[Task details]: Everything from the line holding "Target: green grass pitch" through the last line below is needed; please reproduce those lines exactly, adding nothing.
(Dataset records)
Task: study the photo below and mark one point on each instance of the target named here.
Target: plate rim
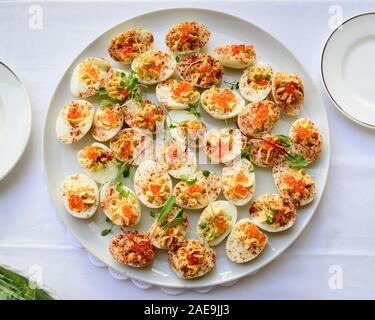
(28, 123)
(335, 103)
(218, 282)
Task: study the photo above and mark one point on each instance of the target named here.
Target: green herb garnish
(284, 140)
(166, 209)
(206, 173)
(233, 85)
(109, 101)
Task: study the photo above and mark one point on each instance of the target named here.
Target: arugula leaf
(284, 140)
(167, 208)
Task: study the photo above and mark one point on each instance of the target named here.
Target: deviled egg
(266, 151)
(288, 92)
(169, 229)
(191, 259)
(108, 121)
(152, 184)
(239, 182)
(74, 121)
(128, 45)
(294, 183)
(120, 204)
(273, 212)
(144, 115)
(177, 94)
(176, 158)
(132, 145)
(306, 139)
(132, 248)
(222, 103)
(80, 196)
(258, 118)
(201, 69)
(115, 85)
(153, 66)
(99, 162)
(186, 128)
(245, 242)
(224, 145)
(216, 222)
(236, 56)
(187, 37)
(88, 76)
(197, 190)
(256, 82)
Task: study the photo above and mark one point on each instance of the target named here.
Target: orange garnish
(241, 177)
(297, 185)
(75, 202)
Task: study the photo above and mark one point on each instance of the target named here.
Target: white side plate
(61, 160)
(15, 119)
(348, 68)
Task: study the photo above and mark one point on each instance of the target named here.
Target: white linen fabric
(333, 258)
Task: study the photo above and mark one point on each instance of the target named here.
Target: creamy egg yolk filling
(305, 134)
(205, 72)
(149, 67)
(259, 77)
(90, 73)
(250, 236)
(94, 158)
(220, 144)
(77, 114)
(289, 91)
(115, 86)
(122, 207)
(190, 258)
(156, 190)
(220, 100)
(173, 156)
(237, 186)
(215, 222)
(192, 196)
(185, 36)
(183, 92)
(147, 116)
(80, 198)
(274, 213)
(296, 181)
(109, 117)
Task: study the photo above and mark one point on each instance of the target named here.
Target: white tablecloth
(338, 244)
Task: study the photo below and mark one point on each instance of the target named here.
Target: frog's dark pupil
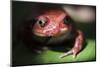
(40, 22)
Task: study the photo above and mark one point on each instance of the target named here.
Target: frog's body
(51, 24)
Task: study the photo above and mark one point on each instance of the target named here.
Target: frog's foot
(77, 45)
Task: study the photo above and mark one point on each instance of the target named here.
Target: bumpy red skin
(54, 24)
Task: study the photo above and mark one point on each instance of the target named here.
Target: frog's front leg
(77, 45)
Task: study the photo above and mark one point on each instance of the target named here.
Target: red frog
(51, 24)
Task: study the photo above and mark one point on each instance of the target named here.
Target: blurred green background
(21, 55)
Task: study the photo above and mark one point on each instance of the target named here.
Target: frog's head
(50, 24)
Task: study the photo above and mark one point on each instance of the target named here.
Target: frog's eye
(41, 23)
(67, 20)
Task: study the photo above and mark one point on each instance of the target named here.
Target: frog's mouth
(40, 34)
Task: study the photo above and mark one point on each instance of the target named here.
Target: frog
(54, 23)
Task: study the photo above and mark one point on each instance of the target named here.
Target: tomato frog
(54, 23)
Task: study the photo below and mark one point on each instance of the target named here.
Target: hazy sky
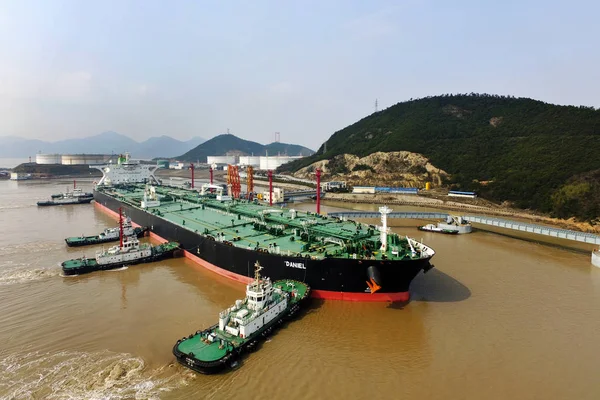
(302, 68)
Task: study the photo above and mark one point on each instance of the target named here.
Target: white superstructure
(262, 304)
(19, 176)
(125, 171)
(113, 233)
(130, 251)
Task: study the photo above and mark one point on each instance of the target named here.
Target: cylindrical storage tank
(163, 163)
(273, 162)
(84, 159)
(250, 161)
(48, 158)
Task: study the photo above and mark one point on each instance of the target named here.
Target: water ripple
(78, 375)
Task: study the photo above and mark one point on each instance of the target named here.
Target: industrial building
(246, 161)
(73, 159)
(258, 162)
(220, 160)
(274, 162)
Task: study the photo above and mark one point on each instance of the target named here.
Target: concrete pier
(583, 237)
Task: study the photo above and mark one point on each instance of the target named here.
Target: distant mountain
(103, 143)
(228, 144)
(276, 148)
(521, 151)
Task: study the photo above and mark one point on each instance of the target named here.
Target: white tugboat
(108, 235)
(242, 325)
(453, 225)
(129, 251)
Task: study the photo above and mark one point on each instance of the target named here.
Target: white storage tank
(85, 159)
(48, 158)
(221, 160)
(274, 162)
(250, 161)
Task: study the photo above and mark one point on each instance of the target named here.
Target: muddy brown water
(498, 317)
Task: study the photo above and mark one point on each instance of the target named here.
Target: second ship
(337, 258)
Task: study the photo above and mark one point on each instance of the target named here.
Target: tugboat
(109, 235)
(452, 226)
(77, 196)
(242, 326)
(435, 228)
(128, 252)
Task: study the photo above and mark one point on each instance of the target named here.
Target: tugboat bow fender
(374, 275)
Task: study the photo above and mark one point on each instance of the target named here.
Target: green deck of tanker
(256, 226)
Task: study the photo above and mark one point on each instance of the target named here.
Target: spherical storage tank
(48, 158)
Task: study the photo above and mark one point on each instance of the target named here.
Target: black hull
(86, 200)
(214, 367)
(100, 241)
(340, 275)
(92, 268)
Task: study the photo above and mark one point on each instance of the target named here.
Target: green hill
(232, 145)
(507, 149)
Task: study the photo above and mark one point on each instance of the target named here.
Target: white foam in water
(77, 375)
(30, 248)
(123, 268)
(11, 276)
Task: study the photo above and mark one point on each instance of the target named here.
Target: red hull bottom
(317, 294)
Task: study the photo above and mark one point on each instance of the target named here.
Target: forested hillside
(528, 152)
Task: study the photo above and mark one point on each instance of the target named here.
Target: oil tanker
(338, 258)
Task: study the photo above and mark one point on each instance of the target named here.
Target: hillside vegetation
(532, 154)
(396, 168)
(232, 145)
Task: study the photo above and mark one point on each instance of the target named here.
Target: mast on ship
(385, 210)
(121, 227)
(257, 269)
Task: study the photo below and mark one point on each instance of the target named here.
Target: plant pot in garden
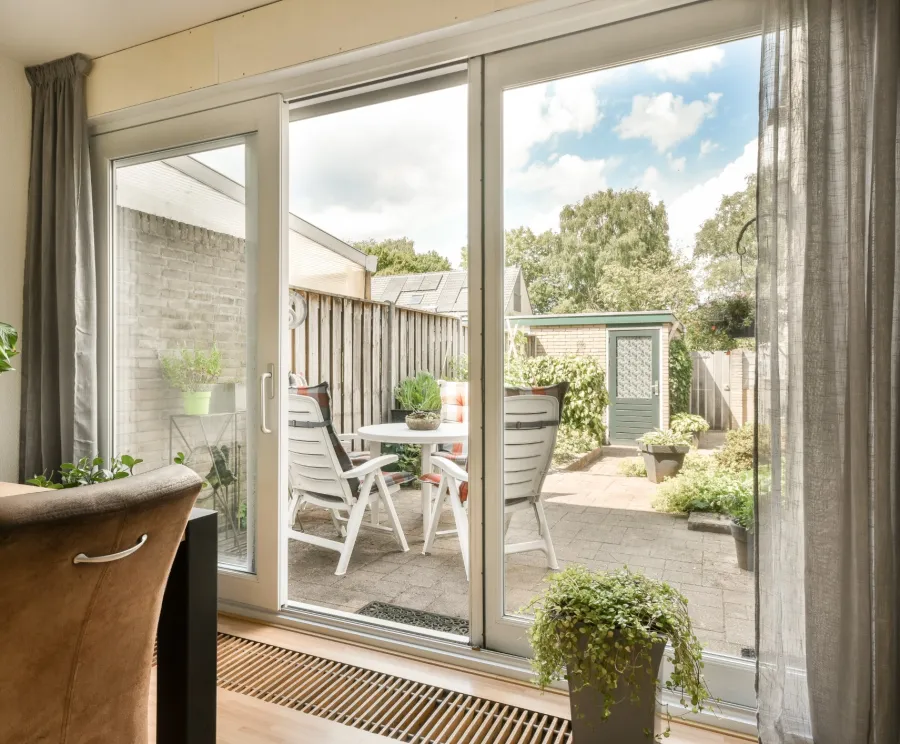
(628, 721)
(744, 547)
(196, 403)
(663, 460)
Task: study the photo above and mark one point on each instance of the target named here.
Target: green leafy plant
(192, 370)
(419, 393)
(8, 339)
(681, 373)
(86, 472)
(664, 438)
(689, 424)
(586, 400)
(602, 627)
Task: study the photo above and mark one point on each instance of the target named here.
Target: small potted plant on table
(605, 633)
(194, 372)
(663, 452)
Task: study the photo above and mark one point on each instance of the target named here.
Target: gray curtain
(829, 373)
(59, 330)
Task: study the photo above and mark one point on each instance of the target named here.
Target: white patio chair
(531, 423)
(321, 475)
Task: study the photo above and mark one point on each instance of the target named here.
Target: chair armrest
(376, 463)
(450, 468)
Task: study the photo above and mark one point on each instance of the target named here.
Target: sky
(682, 127)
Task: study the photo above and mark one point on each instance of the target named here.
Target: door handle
(262, 400)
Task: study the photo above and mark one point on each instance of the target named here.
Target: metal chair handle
(82, 558)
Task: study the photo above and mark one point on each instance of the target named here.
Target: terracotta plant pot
(627, 721)
(662, 460)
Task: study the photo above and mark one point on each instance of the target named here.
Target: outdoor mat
(416, 618)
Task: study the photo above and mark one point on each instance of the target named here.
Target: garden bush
(681, 371)
(586, 400)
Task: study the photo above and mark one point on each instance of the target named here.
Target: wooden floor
(244, 720)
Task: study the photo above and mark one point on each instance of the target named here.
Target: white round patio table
(449, 432)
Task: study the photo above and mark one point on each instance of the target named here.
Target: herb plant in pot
(605, 633)
(194, 372)
(663, 452)
(420, 394)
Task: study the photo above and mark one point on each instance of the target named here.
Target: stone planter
(744, 547)
(628, 721)
(663, 460)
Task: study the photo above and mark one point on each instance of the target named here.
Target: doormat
(416, 618)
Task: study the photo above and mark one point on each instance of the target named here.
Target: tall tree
(398, 256)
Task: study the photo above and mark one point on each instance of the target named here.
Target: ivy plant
(600, 628)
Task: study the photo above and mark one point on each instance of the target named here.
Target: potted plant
(691, 425)
(663, 452)
(193, 372)
(417, 394)
(605, 633)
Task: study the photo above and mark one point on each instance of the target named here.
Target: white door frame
(666, 32)
(265, 121)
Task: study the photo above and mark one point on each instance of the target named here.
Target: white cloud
(690, 210)
(708, 146)
(680, 67)
(666, 119)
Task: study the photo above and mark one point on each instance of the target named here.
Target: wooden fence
(722, 387)
(364, 348)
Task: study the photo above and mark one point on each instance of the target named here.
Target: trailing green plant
(419, 393)
(705, 488)
(600, 628)
(192, 370)
(664, 438)
(86, 472)
(633, 467)
(586, 400)
(689, 424)
(681, 372)
(8, 339)
(572, 444)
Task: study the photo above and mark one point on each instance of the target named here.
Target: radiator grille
(376, 702)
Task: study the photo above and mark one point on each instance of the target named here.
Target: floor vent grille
(378, 703)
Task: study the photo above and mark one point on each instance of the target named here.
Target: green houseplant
(605, 633)
(193, 372)
(663, 451)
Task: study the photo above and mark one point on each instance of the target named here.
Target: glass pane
(386, 182)
(625, 190)
(183, 351)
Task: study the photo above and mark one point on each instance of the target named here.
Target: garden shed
(633, 348)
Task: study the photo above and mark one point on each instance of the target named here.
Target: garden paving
(597, 518)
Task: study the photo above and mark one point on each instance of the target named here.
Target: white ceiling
(35, 31)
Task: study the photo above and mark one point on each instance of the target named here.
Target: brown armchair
(82, 574)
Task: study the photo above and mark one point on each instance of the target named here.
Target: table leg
(374, 504)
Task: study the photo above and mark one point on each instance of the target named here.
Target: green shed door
(633, 384)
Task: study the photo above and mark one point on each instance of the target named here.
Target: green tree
(716, 246)
(398, 256)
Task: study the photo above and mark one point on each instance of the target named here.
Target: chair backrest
(531, 418)
(77, 639)
(316, 455)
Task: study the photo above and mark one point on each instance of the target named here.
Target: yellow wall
(279, 35)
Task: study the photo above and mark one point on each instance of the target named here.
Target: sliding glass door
(607, 180)
(190, 228)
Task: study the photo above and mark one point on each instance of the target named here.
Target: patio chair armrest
(450, 468)
(376, 463)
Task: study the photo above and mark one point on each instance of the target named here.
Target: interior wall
(15, 134)
(275, 36)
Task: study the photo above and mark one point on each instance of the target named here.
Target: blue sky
(681, 127)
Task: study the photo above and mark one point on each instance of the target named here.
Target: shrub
(586, 400)
(681, 371)
(571, 444)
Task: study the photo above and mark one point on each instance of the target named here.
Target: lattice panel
(634, 367)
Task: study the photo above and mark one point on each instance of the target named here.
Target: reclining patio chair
(531, 420)
(322, 475)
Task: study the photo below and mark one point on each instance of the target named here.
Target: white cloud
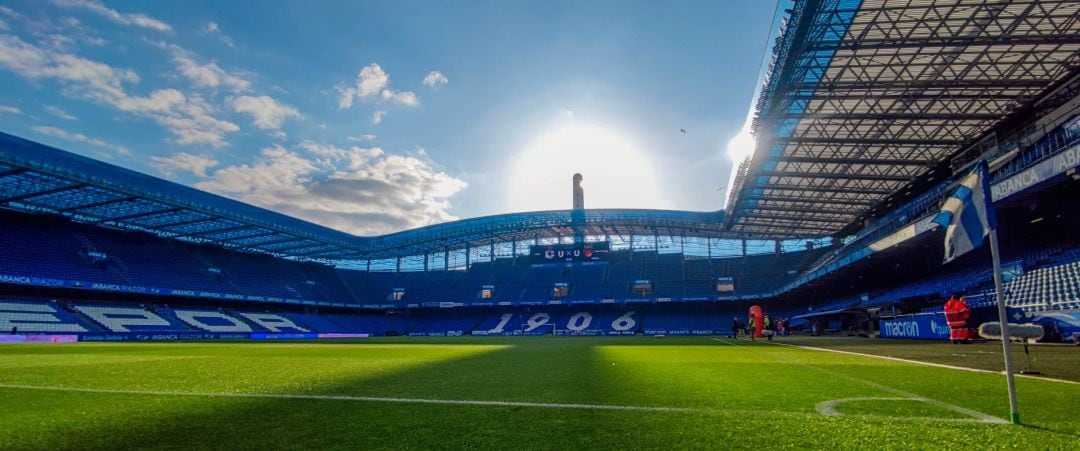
(402, 97)
(184, 161)
(366, 137)
(188, 118)
(59, 113)
(207, 74)
(435, 78)
(359, 190)
(118, 17)
(78, 137)
(374, 83)
(267, 112)
(372, 80)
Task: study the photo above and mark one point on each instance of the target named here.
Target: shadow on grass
(564, 370)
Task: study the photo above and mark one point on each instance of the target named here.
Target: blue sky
(376, 117)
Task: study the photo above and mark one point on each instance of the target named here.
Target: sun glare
(741, 146)
(616, 172)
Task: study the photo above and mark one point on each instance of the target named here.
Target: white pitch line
(1040, 378)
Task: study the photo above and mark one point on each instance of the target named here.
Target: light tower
(579, 193)
(578, 214)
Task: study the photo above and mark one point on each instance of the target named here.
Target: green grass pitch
(510, 393)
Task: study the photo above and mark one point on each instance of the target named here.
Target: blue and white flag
(968, 215)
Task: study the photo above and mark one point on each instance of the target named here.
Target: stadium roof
(864, 97)
(38, 178)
(End Dataset records)
[Answer to the exercise]:
Target: green grass pitch
(510, 393)
Task: study the photo above and mark one point on each instance of the target named here.
Target: blue and white flag
(968, 215)
Task: study the photo above and mark one point on each instance of the target named here.
Target: stadium roof
(864, 97)
(38, 178)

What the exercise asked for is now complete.